What the task requires: Please find each line in the records below that contains the word "blue" and copy those lines.

(Entries from a pointing dataset)
────────

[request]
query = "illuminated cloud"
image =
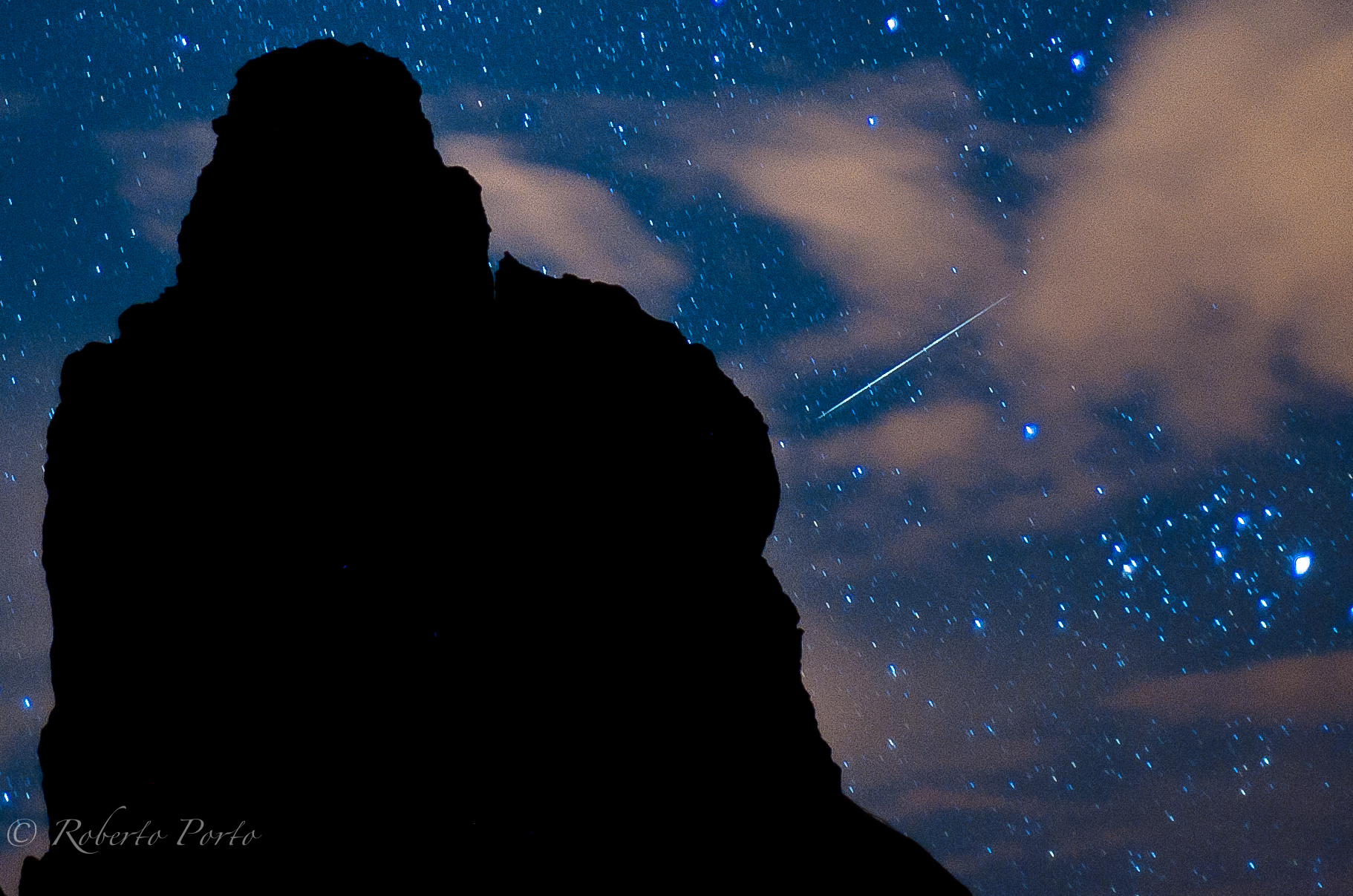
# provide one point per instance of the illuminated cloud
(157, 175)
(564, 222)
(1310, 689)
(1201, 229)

────────

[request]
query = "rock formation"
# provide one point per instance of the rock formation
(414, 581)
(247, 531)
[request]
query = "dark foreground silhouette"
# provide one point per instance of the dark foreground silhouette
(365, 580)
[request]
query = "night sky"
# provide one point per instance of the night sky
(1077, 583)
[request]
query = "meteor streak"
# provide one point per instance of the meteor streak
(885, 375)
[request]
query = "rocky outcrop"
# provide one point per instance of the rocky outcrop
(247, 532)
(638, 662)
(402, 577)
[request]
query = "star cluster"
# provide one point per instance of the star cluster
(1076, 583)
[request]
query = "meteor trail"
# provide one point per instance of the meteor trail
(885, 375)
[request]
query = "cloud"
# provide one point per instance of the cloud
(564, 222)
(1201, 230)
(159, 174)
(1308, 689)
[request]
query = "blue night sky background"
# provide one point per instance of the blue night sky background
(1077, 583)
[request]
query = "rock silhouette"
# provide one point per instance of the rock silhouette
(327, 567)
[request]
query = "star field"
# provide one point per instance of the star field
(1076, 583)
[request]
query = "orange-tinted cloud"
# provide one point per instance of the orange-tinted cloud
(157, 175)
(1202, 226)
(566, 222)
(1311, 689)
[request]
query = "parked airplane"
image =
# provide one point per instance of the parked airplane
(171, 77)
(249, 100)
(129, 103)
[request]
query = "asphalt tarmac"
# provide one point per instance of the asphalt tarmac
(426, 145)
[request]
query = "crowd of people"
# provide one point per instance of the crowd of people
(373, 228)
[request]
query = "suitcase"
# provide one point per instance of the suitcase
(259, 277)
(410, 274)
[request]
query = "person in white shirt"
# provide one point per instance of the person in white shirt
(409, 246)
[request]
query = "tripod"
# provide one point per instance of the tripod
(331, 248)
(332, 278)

────────

The result:
query = "blue night sky background"
# provide one point per instance of the blue night sky background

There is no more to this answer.